● Selected text:
----------

Messrs M.S.P. Nadar Sons, Virudhunagar. Vs. The Commissioner of Income Tax (Central), Madras.
Income-Tax Act, 1961:
Section 80-T read with section 70(2)(ii) – AY 1973-74 – Assesee, a registered firm – Sale of shares – Capital gains – Computation of – From the sale of shares in three companies, assessee secured a gross long term capital gain and while on sale of other shares, it sustained a loss – Held that the deductions provided under section 80-T have to be applied to the capital gains during the relevant previous year; capital gains being the profit derived minus the losses – It is not possible to treat the Transfer of each asset cannot be treated separately for the purpose of deductions.
2. Commissioner of Income Tas (Central), Madras v. Canara Workshops Private Limited, ITR (161) 320 – Distinguished. (Para 10)
1. This appeal is preferred by the assessee against the Judgment of the Madras High Court answering the question referred to it under section 256(1) of the Income-tax Act in favour of the Revenue and against the assessee. The question stated, at the instance of Revenue, for the opinion of the High Court reads:
“Whether, on the facts and in the circumstances of the case, the Appellate Tribunal was justified in holding that the assessable capital gain would be only Rs.1,81,671/- computed in the manner set out in paragraph 14 of the order of the Tribunal?”
2. The assessee is a registered firm. The assessment year concerned is 1973-74, the relevant previous year being the financial year 1972-73. During the said previous year, the assessee sold shares held by him in several companies, it secured a gross long-term capital gain of Rs.5,61,508/-. However, in the sale of shares in six other companies, it sustained a long-term capital loss in a sum of Rs.96,583/-. The assessee computed the capital gains on the aforesaid transactions of sale of shares in the following manner:
Gross long-term capital
gain Rs.5,61,508.00
LESS : Deduction under
section 80-T(b) Rs. 5,000.00
———-
Rs.5,56,508.00
LESS: Deduction under
section 80-T(b) (ii)
at 50% Rs.2,78,254.00
———-
Rs.2,78,254.00
LESS Loss on sale
of shares Rs. 96,583.00
———-
Profits: Rs.1,81,671.00
3. The Income-tax Officer did not agree with the said mode of computation. He set off the long-term capital loss against the long-term capital gain in the first instance and then applied the deductions provided by section 80-T to the balance figure of Rs.4,64,925/-. His computation was in the following terms:
Gross long-term capital
gains : Rs.5,61,508
LESS: Long-term capital
loss of the same year : Rs. 96,583
——-
Balance of long-term
capital gains of the
year : Rs.4,64,925
LESS: Deduction under
section 80 T(b)(ii)

----------

● Data provided:
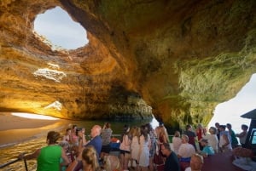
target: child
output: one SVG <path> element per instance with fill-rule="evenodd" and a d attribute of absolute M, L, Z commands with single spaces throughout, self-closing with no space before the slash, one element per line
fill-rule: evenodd
<path fill-rule="evenodd" d="M 203 147 L 201 155 L 204 157 L 207 157 L 208 155 L 214 155 L 214 151 L 212 147 L 208 145 L 208 140 L 207 139 L 201 139 L 200 144 Z"/>

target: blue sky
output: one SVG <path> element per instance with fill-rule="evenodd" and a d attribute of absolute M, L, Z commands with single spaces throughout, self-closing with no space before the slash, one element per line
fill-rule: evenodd
<path fill-rule="evenodd" d="M 53 44 L 67 49 L 75 49 L 88 43 L 85 29 L 60 7 L 38 14 L 34 21 L 34 30 Z"/>
<path fill-rule="evenodd" d="M 86 31 L 80 24 L 74 22 L 68 14 L 56 7 L 39 14 L 34 22 L 35 31 L 48 37 L 53 44 L 67 49 L 74 49 L 88 43 Z M 256 74 L 234 99 L 219 104 L 214 111 L 214 117 L 208 124 L 213 126 L 230 123 L 236 132 L 241 131 L 241 124 L 249 124 L 250 120 L 240 116 L 256 108 Z"/>

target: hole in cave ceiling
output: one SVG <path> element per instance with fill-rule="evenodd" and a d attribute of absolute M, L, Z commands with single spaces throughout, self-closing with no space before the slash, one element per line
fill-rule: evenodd
<path fill-rule="evenodd" d="M 86 30 L 61 7 L 38 14 L 34 20 L 34 31 L 53 50 L 76 49 L 89 43 Z"/>

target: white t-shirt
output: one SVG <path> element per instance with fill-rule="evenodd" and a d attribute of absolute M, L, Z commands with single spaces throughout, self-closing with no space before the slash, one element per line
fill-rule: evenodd
<path fill-rule="evenodd" d="M 172 137 L 173 151 L 177 154 L 178 149 L 182 144 L 182 140 L 179 137 Z"/>
<path fill-rule="evenodd" d="M 191 157 L 195 153 L 195 147 L 189 143 L 182 144 L 177 151 L 177 154 L 183 158 Z"/>
<path fill-rule="evenodd" d="M 191 171 L 191 168 L 190 167 L 186 168 L 185 171 Z"/>

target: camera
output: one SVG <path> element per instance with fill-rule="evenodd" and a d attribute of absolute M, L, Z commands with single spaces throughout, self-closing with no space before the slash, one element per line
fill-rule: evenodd
<path fill-rule="evenodd" d="M 82 128 L 76 128 L 76 132 L 81 131 Z"/>

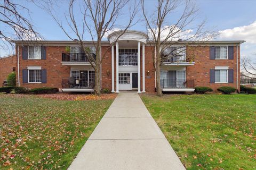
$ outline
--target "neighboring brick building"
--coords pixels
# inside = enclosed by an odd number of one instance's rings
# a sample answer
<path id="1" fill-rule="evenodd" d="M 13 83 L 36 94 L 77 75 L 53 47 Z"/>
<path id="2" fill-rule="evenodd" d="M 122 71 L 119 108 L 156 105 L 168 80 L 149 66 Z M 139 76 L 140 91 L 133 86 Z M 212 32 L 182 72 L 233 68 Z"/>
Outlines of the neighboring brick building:
<path id="1" fill-rule="evenodd" d="M 0 57 L 0 87 L 3 86 L 3 82 L 6 80 L 8 74 L 16 71 L 16 59 L 15 55 Z"/>
<path id="2" fill-rule="evenodd" d="M 111 46 L 118 33 L 112 33 L 109 41 L 102 43 L 101 88 L 116 92 L 134 89 L 139 92 L 154 92 L 152 46 L 147 43 L 147 35 L 127 31 Z M 166 49 L 163 55 L 168 54 L 169 58 L 161 66 L 163 91 L 193 91 L 195 86 L 216 90 L 224 86 L 239 90 L 239 47 L 243 42 L 181 41 Z M 95 53 L 92 42 L 86 43 Z M 93 69 L 76 42 L 41 41 L 28 46 L 17 41 L 16 46 L 17 84 L 29 88 L 57 87 L 63 91 L 93 90 Z M 67 46 L 70 52 L 65 51 Z"/>

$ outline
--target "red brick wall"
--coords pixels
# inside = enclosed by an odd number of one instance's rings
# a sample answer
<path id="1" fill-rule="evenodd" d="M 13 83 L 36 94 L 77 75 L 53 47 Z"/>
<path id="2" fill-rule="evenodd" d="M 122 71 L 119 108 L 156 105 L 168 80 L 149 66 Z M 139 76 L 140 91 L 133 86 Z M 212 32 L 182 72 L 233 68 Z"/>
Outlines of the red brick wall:
<path id="1" fill-rule="evenodd" d="M 141 50 L 142 52 L 142 50 Z M 145 46 L 145 87 L 146 91 L 153 92 L 155 88 L 155 69 L 154 68 L 153 53 L 151 46 Z M 142 63 L 142 61 L 141 61 Z M 141 65 L 141 68 L 142 66 Z M 149 73 L 147 72 L 149 71 Z M 142 71 L 141 71 L 142 74 Z M 147 78 L 148 77 L 148 78 Z M 142 78 L 141 78 L 142 80 Z M 142 84 L 142 82 L 141 82 Z"/>
<path id="2" fill-rule="evenodd" d="M 111 62 L 111 47 L 109 46 L 101 47 L 101 88 L 102 89 L 112 89 L 112 70 Z M 107 71 L 109 74 L 108 75 Z"/>
<path id="3" fill-rule="evenodd" d="M 150 46 L 145 46 L 145 86 L 146 92 L 155 92 L 155 70 L 153 66 L 152 50 Z M 61 88 L 62 78 L 70 76 L 70 66 L 61 64 L 61 53 L 65 52 L 65 46 L 47 46 L 46 48 L 46 60 L 22 60 L 22 48 L 19 48 L 20 80 L 21 86 L 29 88 L 42 87 L 52 87 Z M 111 54 L 109 46 L 102 47 L 102 62 L 101 66 L 102 88 L 111 90 Z M 141 48 L 141 90 L 142 90 L 142 47 Z M 106 53 L 106 55 L 105 54 Z M 193 66 L 187 66 L 187 79 L 195 80 L 195 84 L 197 86 L 209 86 L 216 90 L 223 86 L 236 88 L 236 46 L 234 48 L 234 60 L 210 60 L 210 46 L 194 46 L 188 48 L 188 56 L 195 56 L 195 64 Z M 115 90 L 116 90 L 116 49 L 115 48 Z M 15 57 L 14 57 L 15 58 Z M 10 61 L 9 61 L 10 62 Z M 2 62 L 1 62 L 2 63 Z M 13 63 L 16 63 L 15 61 Z M 1 63 L 0 63 L 1 64 Z M 239 49 L 238 46 L 238 74 L 239 74 Z M 47 70 L 47 83 L 23 83 L 22 69 L 27 69 L 28 66 L 41 66 L 42 69 Z M 210 83 L 210 70 L 215 66 L 229 66 L 234 69 L 233 83 Z M 12 71 L 12 67 L 11 69 Z M 0 67 L 2 68 L 2 67 Z M 18 78 L 18 67 L 16 66 Z M 109 71 L 108 75 L 107 71 Z M 149 71 L 149 73 L 147 71 Z M 239 78 L 238 75 L 238 89 L 239 88 Z M 1 80 L 1 79 L 0 79 Z"/>
<path id="4" fill-rule="evenodd" d="M 19 47 L 20 81 L 20 86 L 33 89 L 39 87 L 61 88 L 63 78 L 70 76 L 70 66 L 61 64 L 62 54 L 65 46 L 47 46 L 46 60 L 22 60 L 22 47 Z M 28 66 L 41 66 L 42 69 L 46 69 L 46 83 L 23 83 L 22 70 Z M 18 68 L 18 67 L 17 67 Z M 16 73 L 18 75 L 18 69 Z M 18 78 L 18 76 L 17 76 Z M 17 82 L 18 84 L 18 82 Z"/>
<path id="5" fill-rule="evenodd" d="M 240 89 L 240 53 L 238 46 L 238 90 Z M 187 67 L 187 80 L 195 80 L 195 86 L 207 86 L 216 90 L 221 86 L 230 86 L 236 89 L 236 46 L 234 47 L 233 60 L 210 60 L 210 46 L 188 47 L 187 54 L 194 56 L 195 64 Z M 210 70 L 215 66 L 228 66 L 234 69 L 233 83 L 210 83 Z"/>
<path id="6" fill-rule="evenodd" d="M 9 73 L 12 72 L 13 67 L 16 67 L 16 55 L 0 58 L 0 87 L 3 81 L 7 79 Z"/>

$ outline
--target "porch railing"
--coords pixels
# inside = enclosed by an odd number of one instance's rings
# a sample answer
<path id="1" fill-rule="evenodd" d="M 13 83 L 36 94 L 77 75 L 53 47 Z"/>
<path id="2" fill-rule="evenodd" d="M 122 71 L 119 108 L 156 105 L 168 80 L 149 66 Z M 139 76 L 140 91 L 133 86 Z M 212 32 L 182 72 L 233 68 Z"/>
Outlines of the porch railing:
<path id="1" fill-rule="evenodd" d="M 194 88 L 194 80 L 176 80 L 161 79 L 160 83 L 162 88 Z"/>
<path id="2" fill-rule="evenodd" d="M 67 78 L 62 79 L 62 89 L 94 89 L 94 80 L 88 81 L 81 79 Z"/>
<path id="3" fill-rule="evenodd" d="M 96 55 L 91 53 L 94 60 Z M 85 53 L 62 53 L 62 62 L 89 62 L 89 56 Z"/>
<path id="4" fill-rule="evenodd" d="M 189 58 L 187 58 L 186 56 L 179 55 L 162 55 L 162 57 L 164 63 L 185 63 L 185 62 L 194 62 L 194 60 L 191 60 Z"/>

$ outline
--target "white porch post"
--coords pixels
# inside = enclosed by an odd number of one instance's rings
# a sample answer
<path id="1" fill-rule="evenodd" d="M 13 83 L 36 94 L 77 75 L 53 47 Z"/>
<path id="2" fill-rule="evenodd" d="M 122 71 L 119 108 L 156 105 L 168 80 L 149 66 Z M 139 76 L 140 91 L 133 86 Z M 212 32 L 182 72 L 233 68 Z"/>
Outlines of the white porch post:
<path id="1" fill-rule="evenodd" d="M 118 72 L 119 72 L 119 67 L 118 67 L 118 42 L 116 42 L 116 92 L 119 92 L 119 77 L 118 77 Z"/>
<path id="2" fill-rule="evenodd" d="M 111 74 L 112 74 L 112 91 L 111 92 L 115 92 L 115 49 L 114 49 L 114 45 L 112 46 L 111 47 Z"/>
<path id="3" fill-rule="evenodd" d="M 140 42 L 138 42 L 138 92 L 140 91 Z"/>
<path id="4" fill-rule="evenodd" d="M 145 44 L 142 44 L 142 92 L 145 91 Z"/>

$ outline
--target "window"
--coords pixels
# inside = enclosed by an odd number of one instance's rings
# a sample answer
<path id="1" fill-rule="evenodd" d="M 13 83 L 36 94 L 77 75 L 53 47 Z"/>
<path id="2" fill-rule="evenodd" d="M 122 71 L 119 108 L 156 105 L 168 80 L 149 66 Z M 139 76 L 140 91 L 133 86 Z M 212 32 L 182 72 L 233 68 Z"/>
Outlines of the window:
<path id="1" fill-rule="evenodd" d="M 119 49 L 119 65 L 138 65 L 137 49 Z"/>
<path id="2" fill-rule="evenodd" d="M 95 71 L 89 71 L 89 86 L 93 86 L 94 84 Z"/>
<path id="3" fill-rule="evenodd" d="M 94 71 L 71 70 L 71 83 L 75 87 L 91 87 L 94 84 Z"/>
<path id="4" fill-rule="evenodd" d="M 42 82 L 42 70 L 28 70 L 28 82 L 29 83 Z"/>
<path id="5" fill-rule="evenodd" d="M 28 46 L 28 59 L 41 59 L 41 46 Z"/>
<path id="6" fill-rule="evenodd" d="M 119 73 L 119 84 L 130 84 L 130 73 Z"/>
<path id="7" fill-rule="evenodd" d="M 177 71 L 177 86 L 185 87 L 186 72 L 185 71 Z"/>
<path id="8" fill-rule="evenodd" d="M 228 58 L 228 47 L 227 46 L 215 47 L 215 59 L 227 59 Z"/>
<path id="9" fill-rule="evenodd" d="M 160 83 L 163 88 L 185 87 L 185 70 L 161 70 L 160 72 Z"/>
<path id="10" fill-rule="evenodd" d="M 215 82 L 228 82 L 228 70 L 215 70 Z"/>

----------

● Goal 1: Summarize the income tax judgment in two sentences.
● Goal 2: Carry the income tax judgment forward from the point where it stops.

● Final result 1: The assessee, a registered firm, appealed a Madras High Court judgment that answered in the Revenue's favor the question of whether the Tribunal was justified in holding the assessable capital gain for assessment year 1973-74 to be only Rs.1,81,671/-. The firm had applied the section 80-T deductions to its gross long-term capital gain of Rs.5,61,508/- before subtracting its long-term capital loss of Rs.96,583/-, while the Income-tax Officer first set the loss off against the gain and then applied the section 80-T deductions to the balance of Rs.4,64,925/-.

● Final result 2:
at 50% : Rs.2,32,462
——–
Capital gains included
in the total income : Rs.2,32,463
——–
4. Aggrieved by the order of assessment, the assessee preferred an appeal which was dismissed by the Appellate Assistant Commissioner. On further appeal, however, the Tribunal agreed with his mode of computation. Thereupon the Revenue asked for and obtained the said reference. The High Court answered the said question in the negative i.e., in favour of the revenue, on the following reasoning; the income from capital gains constitutes a separate head of income under the Act. Capital gains are bifurcated into long-term capital gains and short-term capital gains. In this case the Court is concerned only with long-term capital gains. Section 70(2)(ii) prescribes the manner in which the loss from sale of long-term capital asset is to be set off. According to the said provision, the assessee “shall be entitled to have the amount of such loss set off against the income, if any, as arrived at under the similar computation made for the assessment year in respect of any other capital asset not being a short-term capital asset”. Support for the said proposition was derived from the decision in Commissioner of Income Tax v. Sigappi Achi (140 I.T.R. 448). The correctness of the view taken by the High Court is questioned in this appeal.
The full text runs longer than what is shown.